Le Ruban Blanc, Michael Haneke

Commençons directement par un aveu: j'appréhendais le noir et blanc du tournage, craignant un manifeste intellectualiste à la Jean-Luc Godard, ou bien que l'austérité du scénario se renforce d'un étouffement de la lumière. Et puis le film a commencé et je n'y ai plus pensé. Les images sont lumineuses pour l'après-midi du bal champêtre, un baiser échangé dans une carriole, ou sombres parfois, bien sûr, mais d'une maîtrise impressionnante. On s'attarde notamment sur les visages, filmés en gros plan fixe, comme pour les mettre à nu, et parfois impitoyablement.

L'intrigue du film est oppressante. L'amour y a si peu de place que son rayonnement subit révèle tout à coup la noirceur, la mesquinerie, la lâcheté là où, une minute auparavant, n'apparaissait que le simple quotidien d'un petit village industrieux.

++++

• _Consignes_
1. Répondez à ces questions sur la critique du Ruban Blanc :
(a) À quel cinéaste est associé le « manifeste intellectualiste » que l'on craignait ?
(b) De quelle manière les visages sont-ils filmés ?
(c) Quel adjectif qualifie l'intrigue du film ?
2. Pouvez-vous poursuivre la critique du Ruban Blanc en écrivant la suite de son dernier paragraphe ?
Les entrées qui suivent constituent un matériau indépendant de la critique du Ruban Blanc.

Enregistrements de boîtes étiquetées:
++++

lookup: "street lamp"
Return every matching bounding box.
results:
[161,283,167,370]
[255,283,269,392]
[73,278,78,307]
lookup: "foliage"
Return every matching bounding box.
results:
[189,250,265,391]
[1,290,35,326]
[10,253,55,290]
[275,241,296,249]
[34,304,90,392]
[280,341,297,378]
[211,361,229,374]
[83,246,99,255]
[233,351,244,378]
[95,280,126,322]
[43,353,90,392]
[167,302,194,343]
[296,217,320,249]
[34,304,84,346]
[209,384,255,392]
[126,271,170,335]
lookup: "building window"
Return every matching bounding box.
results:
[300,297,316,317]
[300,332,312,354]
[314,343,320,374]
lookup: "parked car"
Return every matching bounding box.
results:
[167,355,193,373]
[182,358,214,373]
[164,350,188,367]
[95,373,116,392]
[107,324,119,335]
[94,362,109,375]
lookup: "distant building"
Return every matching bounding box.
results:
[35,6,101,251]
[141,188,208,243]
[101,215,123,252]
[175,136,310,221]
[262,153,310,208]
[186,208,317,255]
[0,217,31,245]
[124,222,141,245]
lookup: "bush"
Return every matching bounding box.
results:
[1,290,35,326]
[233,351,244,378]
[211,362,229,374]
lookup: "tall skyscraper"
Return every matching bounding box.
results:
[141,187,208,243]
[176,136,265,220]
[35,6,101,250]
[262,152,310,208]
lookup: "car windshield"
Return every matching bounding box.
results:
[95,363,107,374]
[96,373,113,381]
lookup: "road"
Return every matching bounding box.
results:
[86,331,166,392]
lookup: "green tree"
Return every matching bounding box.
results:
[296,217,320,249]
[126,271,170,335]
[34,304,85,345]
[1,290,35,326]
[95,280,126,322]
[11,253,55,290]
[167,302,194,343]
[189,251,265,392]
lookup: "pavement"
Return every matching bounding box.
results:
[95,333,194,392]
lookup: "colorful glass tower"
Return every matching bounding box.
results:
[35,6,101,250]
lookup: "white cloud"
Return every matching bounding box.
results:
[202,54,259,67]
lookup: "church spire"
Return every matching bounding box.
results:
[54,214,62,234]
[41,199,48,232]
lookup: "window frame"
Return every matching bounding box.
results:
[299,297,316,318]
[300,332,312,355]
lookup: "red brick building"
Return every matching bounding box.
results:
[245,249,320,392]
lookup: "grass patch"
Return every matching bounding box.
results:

++++

• _Réponses_
1.
(a) Jean-Luc Godard.
(b) En gros plan fixe.
(c) Oppressante.

2.
Petit à petit apparait le réseau des tensions qui enserrent les villageois: la religion, incarnée par le pasteur, le chantage économique par lequel le Baron tient son monde, le manque d'instruction qui réduit au silence le fils du paysan qui voudrait venger sa mère et n'arrive pas à articuler sa colère, tandis que le père ne sait que frapper le fils et retourne finalement sa violence contre lui-même. Des rapports de force fondés sur la loi du mâle et du père où chacun écrase qui il peut.

Des bourreaux minables, en somme, qui abusent d'une position de force pour harceler des êtres sans défense, comme leurs enfants ou leurs femmes, mais qui se refusent à élucider les vrais crimes. Il est plus facile d'humilier publiquement sa fille pour un chahut dont elle est d'ailleurs innocente, que de se regarder dans le miroir...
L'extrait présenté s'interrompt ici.